◆ Supplied passage
The minisequencing technique was proposed for the identification of parasites at species level complementing the fragment analysis. The designed primers adjacent to the genus- or species-specific SNPs allowed for the molecular identification of parasites whose DNA was extracted individually. As with fragment analysis, singleplex minisequencing reactions were effective in samples extracted at different stages of development. Moreover, in principle, the technique can also be applied to pools of parasites, ensuring its applicability to species diagnosis. Thus, minisequencing was effective in identifying the species H. contortus and H. placei, C. punctata and C. curticei, T. colubriformis, and O. radiatum. It was also effective in differentiating specimens of the genus Haemonchus and Trichostrongylus. Different from metabarcoding (Avramenko et al. 2017), this is an interesting alternative when the full amplicon sequencing is not required for the objectives of the study. The accurate identification of different species, as well as knowledge about the epidemiology of parasitic gastroenteritis, is essential for the establishment of sustainable parasite control strategies.

The ability to simultaneously investigate different regions of DNA and the high potential for automation and scalability make this technique an extremely advantageous alternative to morphological diagnosis, especially when several species need to be identified. This is the first description of the use of the minisequencing technique for the diagnosis of parasitic helminth species of domestic ruminants. This technique has been used for the identification of species of microorganisms (Dalmasso et al. 2010; Bouakaze et al. 2010; Huang et al. 2011, 2012). Furthermore, Reale et al. (2008) demonstrated that the amount of DNA from a species present in a sample can be estimated based on the size of peaks generated in the minisequencing multiplex reaction. This author was able to establish a correlation between the height of a peak and the sum of the height of the peaks and to estimate the proportion of a given species in the analyzed sample as shown here.

The concomitant application of fragment analysis and minisequencing techniques thus enabled the identification of species that cause significant economic losses to Brazil’s livestock industry. The proposed methodology, which consists of two analytical steps, is fast, high scalable and affordable, and can contribute to the choice of suitable drugs for use in helminth control programs. Thus, it can contribute to reduce financial losses incurred by breeders as a result of the high costs of anthelmintic drugs, and also produce scientific knowledge helpful for monitoring and preventing these parasitic diseases in livestock.

Conclusions

The technique of fragment analysis of the ITS-2 gene proved to be useful for the semiquantitative identification of the genera Oesophagostomum, Haemonchus, Trichostrongylus, and Cooperia from samples containing low DNA concentrations. Moreover, the technique can also be employed to identify species of the genera Ostertagia and Teladorsagia, using the same pair of primers described here. The SNaPshot® minisequencing method enabled the identification of the species H. contortus, H. placei, C. punctata/C. curticei, T. colubriformis, and O. radiatum. Twelve species of ruminant parasitic nematodes (H. contortus, H. placei, H. longistipes, C. curticei, C. punctata, C. oncophora/C. surnabada, C. ovina, O. asperum, O. radiatum, O. ostertagi, T. axei, and T. colubriformis) can be identified with this technique, using the primers described here.

The proposed method offers advantages over coproculture technique for the identification of parasitic nematodes of the gastrointestinal tract of ruminants, such as high specificity, precision, reproducibility, potential for automation, and easy interpretation of results for the identification of the main nematode parasites. The method is not only more specific, semiquantitative, and faster—only 2 days for diagnosis—but also less time-consuming and more affordable, especially for low EPG counts.

(Dataset excerpts)

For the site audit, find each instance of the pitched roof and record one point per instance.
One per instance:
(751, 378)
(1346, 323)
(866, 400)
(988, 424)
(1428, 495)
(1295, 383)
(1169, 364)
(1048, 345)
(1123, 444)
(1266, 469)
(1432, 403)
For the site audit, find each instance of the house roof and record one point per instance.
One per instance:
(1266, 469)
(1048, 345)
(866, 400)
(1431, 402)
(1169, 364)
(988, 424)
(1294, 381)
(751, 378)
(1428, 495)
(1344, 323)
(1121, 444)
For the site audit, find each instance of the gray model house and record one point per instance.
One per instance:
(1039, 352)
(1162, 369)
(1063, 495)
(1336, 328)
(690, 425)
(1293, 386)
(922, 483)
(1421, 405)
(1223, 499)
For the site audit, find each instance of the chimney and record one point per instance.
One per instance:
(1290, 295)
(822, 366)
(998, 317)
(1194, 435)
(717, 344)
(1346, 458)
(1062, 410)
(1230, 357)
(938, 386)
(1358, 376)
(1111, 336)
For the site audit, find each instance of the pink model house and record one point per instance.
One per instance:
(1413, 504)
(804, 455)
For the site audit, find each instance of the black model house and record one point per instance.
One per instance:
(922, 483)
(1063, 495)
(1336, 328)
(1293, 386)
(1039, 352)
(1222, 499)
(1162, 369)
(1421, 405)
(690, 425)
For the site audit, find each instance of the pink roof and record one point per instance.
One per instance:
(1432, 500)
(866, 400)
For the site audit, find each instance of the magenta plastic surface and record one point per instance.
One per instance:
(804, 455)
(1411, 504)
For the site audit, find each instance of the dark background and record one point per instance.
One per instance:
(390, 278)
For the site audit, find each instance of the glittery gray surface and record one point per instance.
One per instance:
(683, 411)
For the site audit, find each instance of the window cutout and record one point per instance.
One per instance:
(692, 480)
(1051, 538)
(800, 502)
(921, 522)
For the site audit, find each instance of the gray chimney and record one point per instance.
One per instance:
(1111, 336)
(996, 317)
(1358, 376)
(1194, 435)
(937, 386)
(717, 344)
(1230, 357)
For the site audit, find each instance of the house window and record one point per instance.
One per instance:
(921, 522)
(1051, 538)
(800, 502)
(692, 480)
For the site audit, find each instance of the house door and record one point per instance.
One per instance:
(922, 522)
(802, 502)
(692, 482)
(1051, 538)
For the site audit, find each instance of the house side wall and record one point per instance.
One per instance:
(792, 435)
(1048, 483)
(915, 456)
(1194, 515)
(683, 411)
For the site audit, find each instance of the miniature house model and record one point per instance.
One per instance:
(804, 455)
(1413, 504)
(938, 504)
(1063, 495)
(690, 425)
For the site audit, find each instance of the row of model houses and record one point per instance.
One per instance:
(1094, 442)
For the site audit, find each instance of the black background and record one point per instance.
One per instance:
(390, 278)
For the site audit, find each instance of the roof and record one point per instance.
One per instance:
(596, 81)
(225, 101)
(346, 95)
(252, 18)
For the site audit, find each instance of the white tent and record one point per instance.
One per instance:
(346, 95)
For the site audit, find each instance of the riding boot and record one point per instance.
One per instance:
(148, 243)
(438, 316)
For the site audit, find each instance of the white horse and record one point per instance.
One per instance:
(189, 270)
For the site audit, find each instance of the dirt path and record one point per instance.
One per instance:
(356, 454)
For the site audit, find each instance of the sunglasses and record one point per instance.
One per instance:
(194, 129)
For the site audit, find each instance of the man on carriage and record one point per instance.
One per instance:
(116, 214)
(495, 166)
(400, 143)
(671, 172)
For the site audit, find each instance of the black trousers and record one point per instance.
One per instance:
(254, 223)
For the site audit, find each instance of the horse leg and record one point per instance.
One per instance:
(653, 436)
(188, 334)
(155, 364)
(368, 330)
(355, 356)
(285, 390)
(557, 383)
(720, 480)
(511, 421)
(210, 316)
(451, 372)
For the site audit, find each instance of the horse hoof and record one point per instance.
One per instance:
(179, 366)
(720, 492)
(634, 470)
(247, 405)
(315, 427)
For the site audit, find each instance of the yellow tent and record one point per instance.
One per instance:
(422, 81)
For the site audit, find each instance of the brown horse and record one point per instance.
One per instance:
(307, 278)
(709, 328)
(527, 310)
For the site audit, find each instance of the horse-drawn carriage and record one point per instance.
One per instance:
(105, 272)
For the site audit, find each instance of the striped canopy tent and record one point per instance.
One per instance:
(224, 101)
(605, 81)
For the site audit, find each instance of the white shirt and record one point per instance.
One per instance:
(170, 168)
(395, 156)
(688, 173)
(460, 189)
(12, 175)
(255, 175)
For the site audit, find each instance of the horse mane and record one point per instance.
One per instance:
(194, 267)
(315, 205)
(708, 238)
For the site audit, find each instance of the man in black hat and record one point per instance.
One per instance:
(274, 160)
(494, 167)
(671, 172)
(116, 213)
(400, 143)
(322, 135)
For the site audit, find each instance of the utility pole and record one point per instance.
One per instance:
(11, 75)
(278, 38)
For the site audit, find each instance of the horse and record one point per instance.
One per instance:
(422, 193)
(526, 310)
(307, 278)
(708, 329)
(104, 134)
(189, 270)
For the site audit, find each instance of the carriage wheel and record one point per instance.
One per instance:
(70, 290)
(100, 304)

◆ Task list
1. In the passage on parasite identification, how long does the proposed method take for diagnosis?
2. Please transcribe the passage on parasite identification, starting with "The concomitant application" and going on through "diseases in livestock.".

◆ Solved tasks
1. Only 2 days.

2.
The concomitant application of fragment analysis and minisequencing techniques thus enabled the identification of species that cause significant economic losses to Brazil’s livestock industry. The proposed methodology, which consists of two analytical steps, is fast, high scalable and affordable, and can contribute to the choice of suitable drugs for use in helminth control programs. Thus, it can contribute to reduce financial losses incurred by breeders as a result of the high costs of anthelmintic drugs, and also produce scientific knowledge helpful for monitoring and preventing these parasitic diseases in livestock.